TASK REQUIREMENTS:
Return every line of the data below unchanged, leaving out the pictures.

-------- ITEMS

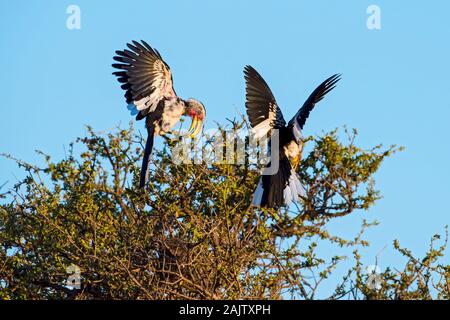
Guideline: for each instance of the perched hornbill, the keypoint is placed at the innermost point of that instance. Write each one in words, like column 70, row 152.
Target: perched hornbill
column 150, row 95
column 284, row 186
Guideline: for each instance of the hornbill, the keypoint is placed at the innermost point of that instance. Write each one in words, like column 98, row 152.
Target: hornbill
column 150, row 95
column 282, row 187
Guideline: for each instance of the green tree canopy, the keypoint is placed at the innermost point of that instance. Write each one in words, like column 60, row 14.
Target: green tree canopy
column 194, row 233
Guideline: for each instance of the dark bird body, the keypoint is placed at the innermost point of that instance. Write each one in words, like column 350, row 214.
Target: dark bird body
column 282, row 187
column 148, row 84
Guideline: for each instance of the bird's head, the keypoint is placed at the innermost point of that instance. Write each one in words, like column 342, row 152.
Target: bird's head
column 197, row 112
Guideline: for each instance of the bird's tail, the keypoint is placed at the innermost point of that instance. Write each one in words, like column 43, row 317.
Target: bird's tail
column 279, row 189
column 147, row 152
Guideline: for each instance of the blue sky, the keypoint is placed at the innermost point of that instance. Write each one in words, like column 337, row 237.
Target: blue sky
column 394, row 90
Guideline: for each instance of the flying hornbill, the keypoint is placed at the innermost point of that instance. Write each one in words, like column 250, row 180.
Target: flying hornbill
column 150, row 95
column 283, row 187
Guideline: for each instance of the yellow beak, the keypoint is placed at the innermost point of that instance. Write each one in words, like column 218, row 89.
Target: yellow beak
column 196, row 127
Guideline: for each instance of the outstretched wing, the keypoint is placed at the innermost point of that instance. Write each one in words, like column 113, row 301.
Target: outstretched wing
column 262, row 109
column 298, row 121
column 144, row 75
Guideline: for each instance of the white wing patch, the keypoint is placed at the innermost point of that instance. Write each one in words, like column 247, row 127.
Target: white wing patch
column 293, row 190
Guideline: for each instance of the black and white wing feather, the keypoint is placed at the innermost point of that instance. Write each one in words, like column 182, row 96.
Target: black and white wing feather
column 262, row 109
column 144, row 75
column 299, row 120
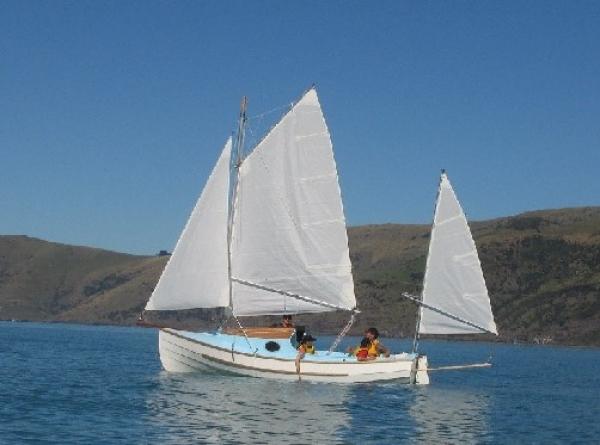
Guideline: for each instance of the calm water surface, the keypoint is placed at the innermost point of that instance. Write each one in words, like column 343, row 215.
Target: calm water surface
column 84, row 384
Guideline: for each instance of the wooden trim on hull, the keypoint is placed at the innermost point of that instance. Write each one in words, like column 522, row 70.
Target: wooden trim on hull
column 268, row 333
column 181, row 354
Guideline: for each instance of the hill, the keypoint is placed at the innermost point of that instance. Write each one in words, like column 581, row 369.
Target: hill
column 542, row 270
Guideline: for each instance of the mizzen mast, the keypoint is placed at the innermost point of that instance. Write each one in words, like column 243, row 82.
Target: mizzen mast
column 235, row 164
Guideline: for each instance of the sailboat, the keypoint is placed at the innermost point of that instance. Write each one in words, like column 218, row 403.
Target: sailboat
column 268, row 237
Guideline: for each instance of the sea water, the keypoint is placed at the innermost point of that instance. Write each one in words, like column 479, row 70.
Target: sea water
column 93, row 385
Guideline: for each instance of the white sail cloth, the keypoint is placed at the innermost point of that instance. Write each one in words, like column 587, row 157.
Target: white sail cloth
column 197, row 272
column 454, row 280
column 289, row 230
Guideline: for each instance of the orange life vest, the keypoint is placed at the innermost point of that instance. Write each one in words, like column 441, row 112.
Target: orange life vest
column 374, row 348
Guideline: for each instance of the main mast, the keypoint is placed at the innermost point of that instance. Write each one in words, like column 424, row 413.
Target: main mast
column 235, row 164
column 420, row 306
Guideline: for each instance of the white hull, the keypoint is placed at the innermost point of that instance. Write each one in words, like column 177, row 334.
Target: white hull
column 181, row 353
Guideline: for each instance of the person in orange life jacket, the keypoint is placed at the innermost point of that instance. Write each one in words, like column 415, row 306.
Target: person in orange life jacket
column 362, row 352
column 376, row 348
column 306, row 347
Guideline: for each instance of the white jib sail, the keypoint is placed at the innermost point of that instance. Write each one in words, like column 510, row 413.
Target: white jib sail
column 289, row 228
column 196, row 275
column 454, row 280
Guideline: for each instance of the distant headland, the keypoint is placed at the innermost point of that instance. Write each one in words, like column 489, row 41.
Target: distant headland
column 542, row 269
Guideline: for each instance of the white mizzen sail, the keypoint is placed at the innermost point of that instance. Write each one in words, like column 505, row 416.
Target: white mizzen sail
column 197, row 272
column 289, row 230
column 454, row 280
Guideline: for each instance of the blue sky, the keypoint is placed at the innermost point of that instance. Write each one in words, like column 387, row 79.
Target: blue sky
column 113, row 113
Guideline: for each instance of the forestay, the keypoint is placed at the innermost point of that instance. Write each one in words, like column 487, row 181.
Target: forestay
column 197, row 272
column 454, row 280
column 289, row 230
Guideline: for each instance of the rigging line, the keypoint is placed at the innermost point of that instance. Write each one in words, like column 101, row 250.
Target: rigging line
column 262, row 115
column 289, row 294
column 446, row 314
column 342, row 334
column 291, row 108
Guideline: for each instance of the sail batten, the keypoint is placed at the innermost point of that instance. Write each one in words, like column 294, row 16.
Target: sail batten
column 454, row 281
column 289, row 220
column 196, row 275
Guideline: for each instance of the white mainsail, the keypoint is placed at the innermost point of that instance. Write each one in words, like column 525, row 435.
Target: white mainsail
column 197, row 272
column 289, row 230
column 454, row 280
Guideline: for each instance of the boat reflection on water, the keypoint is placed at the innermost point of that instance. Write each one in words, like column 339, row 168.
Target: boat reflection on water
column 444, row 415
column 211, row 408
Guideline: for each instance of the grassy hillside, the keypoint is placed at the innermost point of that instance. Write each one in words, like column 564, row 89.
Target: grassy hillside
column 542, row 270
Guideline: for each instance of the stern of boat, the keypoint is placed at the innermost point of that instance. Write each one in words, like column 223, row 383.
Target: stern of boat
column 419, row 374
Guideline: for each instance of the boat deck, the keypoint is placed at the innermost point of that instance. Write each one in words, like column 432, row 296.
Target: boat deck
column 287, row 351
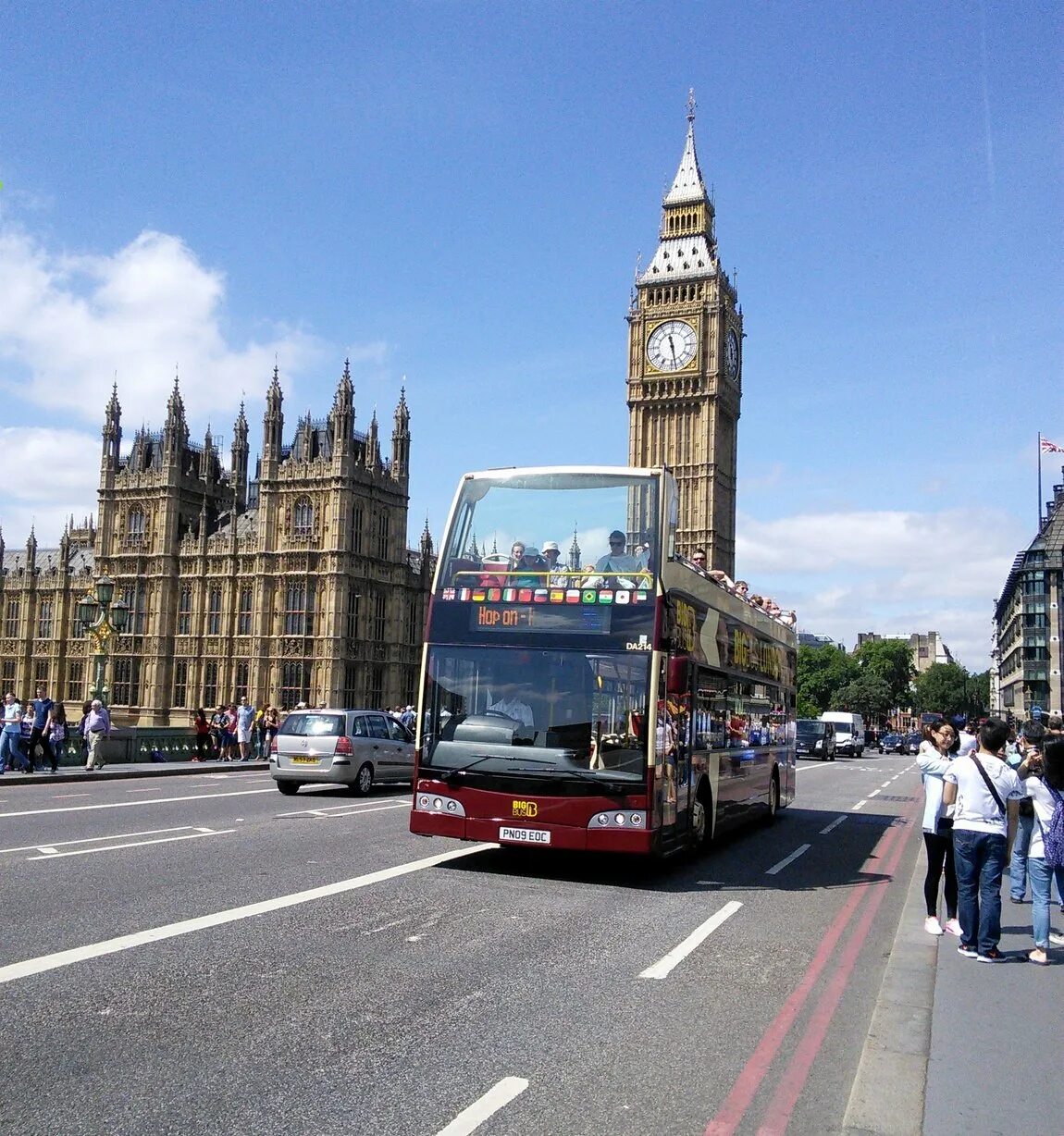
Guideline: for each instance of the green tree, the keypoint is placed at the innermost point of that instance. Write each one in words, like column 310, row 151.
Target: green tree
column 944, row 687
column 822, row 673
column 868, row 694
column 891, row 661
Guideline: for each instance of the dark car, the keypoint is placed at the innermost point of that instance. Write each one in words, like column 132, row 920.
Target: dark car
column 891, row 743
column 814, row 738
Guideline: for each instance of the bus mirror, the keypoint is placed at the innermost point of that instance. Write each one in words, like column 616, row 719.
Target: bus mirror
column 679, row 676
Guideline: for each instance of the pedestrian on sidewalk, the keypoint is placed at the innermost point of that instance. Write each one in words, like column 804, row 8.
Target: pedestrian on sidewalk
column 57, row 733
column 980, row 784
column 1045, row 787
column 97, row 729
column 202, row 728
column 10, row 735
column 39, row 731
column 934, row 758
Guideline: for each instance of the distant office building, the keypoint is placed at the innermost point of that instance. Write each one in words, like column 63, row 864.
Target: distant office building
column 290, row 586
column 1028, row 622
column 925, row 650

----------------

TASK RESPONSE:
Guideline: for each instance of the perched hornbill, the keypoint is placed at the innermost point of that instance. Write each one in words, like column 70, row 152.
Target: perched hornbill
column 150, row 95
column 284, row 186
Guideline: for each instance of the hornbill, the keypoint is placed at the innermost point of that instance. Write each one in words, like column 98, row 152.
Target: hornbill
column 150, row 95
column 282, row 187
Guideline: for each instance of the green tree canopy, the keypoint is placed at the innermost point of that instance. Write each one in words, like column 60, row 14.
Target: green tree canopy
column 194, row 233
Guideline: for each instance of the dark bird body, the keypoint is placed at the innermost point of that instance. Write each one in words, like column 350, row 214.
Target: dark bird body
column 282, row 187
column 148, row 84
Guideline: for each instance of the bird's head, the keypoint is placed at the innermost point of that instance. Write each one in words, like column 342, row 152.
Target: bird's head
column 197, row 112
Guideline: for each instance of the bird's tail, the keypoint is placed at the innermost point of that instance. Write each one in words, like column 43, row 317.
Target: bird's tail
column 279, row 189
column 147, row 152
Guideline: for each instance of the blue sky, the keypoint is placed at the innermost point of that instance. Write each one in words, like column 337, row 237.
Target: blue sky
column 394, row 90
Guideline: for each instance of the flying hornbill, the keypoint is placed at the innermost point of that instance. Write each one in words, like column 250, row 180.
Target: flying hornbill
column 150, row 95
column 283, row 187
Guideline: for each instance of the yellow beak, the keypoint is placed at the innermost point of that instance. Write each one in words, like column 218, row 89.
Target: yellow beak
column 196, row 127
Guideline: for each instance of the outstretched wing, the keypoint is placed at the innermost point of that instance. Write each one in words, like column 113, row 301.
Target: outstretched wing
column 262, row 109
column 298, row 121
column 144, row 75
Guideline: for each instance of the white wing patch, the keypoint is placed at the innermost point of that instance. Write each one in words, like column 247, row 127.
Target: white wing patch
column 293, row 190
Guideline: for each instance of the black and white wing feather, the keypoint is placed at the innermost point of that instance. Write each one in words, like column 182, row 96.
Target: black and white wing feather
column 262, row 109
column 144, row 75
column 299, row 120
Guideline: for each instance of the calm water surface, the keypoint is placed at the innermost point of that instance. Write each one in words, like column 343, row 215.
Target: calm water surface
column 84, row 384
Guideline: for each instance of the wooden trim on hull, the keypoint is placed at the innermost point of that instance. Write each one in words, like column 522, row 70.
Target: wooden trim on hull
column 268, row 333
column 181, row 354
Guideline: for each instance of the hill, the keypoint is placed at the innermost point of that instance. Write each one in words, like column 581, row 369.
Target: hill
column 542, row 270
Guideline: for each instance of the mizzen mast, the keypoint is placed at the innermost point of that instance. Write each one in words, like column 243, row 82.
Target: mizzen mast
column 235, row 164
Guideline: for each instance of the sailboat, the keypoint is placed at the innermost point of that instance. Write each one in words, like column 218, row 403.
Target: sailboat
column 268, row 237
Guideline: for each instance of the sea water, the keypoint is placed at the innermost point of that instance. Write each one in words, like column 479, row 70.
Target: sea water
column 93, row 385
Guideline: for each instance of the white sail cloth, the keypoint is placed at the innermost point of that instance. Write each one in words, like column 587, row 157.
Target: white sail cloth
column 197, row 272
column 454, row 280
column 289, row 230
Guideline: for each instance of the orange life vest, the keypoint is placed at the innermost point of that instance. Write each one in words, like column 441, row 112.
Target: orange life vest
column 374, row 348
Guideline: for each instance of the main mast, the keypoint is placed at the innermost point of that instance. Write each one in words, like column 424, row 413.
Target: main mast
column 235, row 164
column 420, row 306
Guideline: for each instance of the white hull, the keypoint is placed at the innermost point of that instance. Write each one in words, like column 177, row 334.
Target: white hull
column 181, row 353
Guideline: for each instance of the person in orange life jacket, the keypoint is placed at the innermost point of that instance. Write each one in words, like column 415, row 306.
Target: person in orange life jacket
column 362, row 352
column 376, row 348
column 306, row 347
Guideline: for each instance of the white jib sail, the keypoint is placed at the innermost point of that instance. Write each one in words, like column 510, row 413.
Target: white jib sail
column 289, row 228
column 196, row 275
column 454, row 280
Guideline: for each instance of the distant headland, the keypoint is placed at the innermost point of that instance. Write each one in words, like column 489, row 41.
Target: distant headland
column 542, row 269
Guideline: for each instance of the white mizzen sail, the keypoint is placed at the innermost point of that instance. Write each one in words, like column 505, row 416.
Target: white mizzen sail
column 197, row 272
column 289, row 230
column 454, row 280
Guideline: for each instance of the blue sky, the keypoint is placed at the innermost point of that instance. Write each one in words, like column 387, row 79.
Target: blue sky
column 113, row 113
Guideline: for each instance of the forestay, the keypoint is placed at the innermost point of that instance. Write each one in words, like column 487, row 181.
Target: forestay
column 197, row 272
column 454, row 280
column 289, row 230
Guideline: for each instance of the rigging line, the keypoint is placed at the innermost point of that instance. Write each one in words, like column 101, row 250.
Target: rigging line
column 262, row 115
column 289, row 294
column 446, row 314
column 342, row 334
column 291, row 108
Guideline: for each instance of the sail batten, the keypoint is placed at the innermost point of that instance. Write each one in words, like column 294, row 16.
Target: sail batten
column 454, row 281
column 289, row 220
column 196, row 275
Guideline: for each instance of the white mainsail, the keypoint is placed at the innermost point of that instance. Write each one in words, like column 525, row 435.
Target: white mainsail
column 197, row 272
column 289, row 230
column 454, row 280
Guideline: for each instance of the boat reflection on water, the keypoint is placed at the innermost point of that instance. Write each one in words, like column 339, row 168.
Target: boat reflection on water
column 444, row 415
column 211, row 408
Guideline: for each instance of the grassy hillside, the keypoint is placed at the innermost point of that instance. Write each one in words, like column 564, row 89.
Target: grassy hillside
column 542, row 270
Guideline: for each instance of the stern of boat, the keypoint is placed at the innermost point of that instance. Write each one in words, like column 223, row 383.
Target: stern of boat
column 419, row 374
Guideline: for each instance of the boat deck, the keypoint is placed at the innermost point of that instance. Write each one in words, like column 432, row 296.
Target: boat deck
column 287, row 351
Guideline: for each instance of the green tree, the keypoint is placed at the innermost point of that instance. Write each one in words, like column 310, row 151.
Target: green tree
column 944, row 687
column 822, row 673
column 868, row 694
column 891, row 661
Guideline: for each instance of the dark car, the keypoint is placed at the innermost point of that instance. Write each one in words, like column 132, row 920.
Target: dark car
column 891, row 743
column 814, row 738
Guideline: for each instance of the bus mirror, the keypoint is placed at the innermost point of that instance. Write each one in words, like column 616, row 719.
Target: bus mirror
column 679, row 676
Guideline: for each instance of the pedestrian on sidewalk, the keypoint is placed at the innermost point of that instance. Write each one in words, like column 804, row 8.
Target: pedestrian on sidewalk
column 57, row 733
column 980, row 784
column 1045, row 787
column 97, row 729
column 202, row 728
column 10, row 735
column 39, row 731
column 934, row 758
Guideline: for each instance of the distant office building, the keypoint is placed at the innermost point of that instance. Write each one in words, like column 63, row 864.
Target: distant office building
column 290, row 586
column 1028, row 622
column 925, row 650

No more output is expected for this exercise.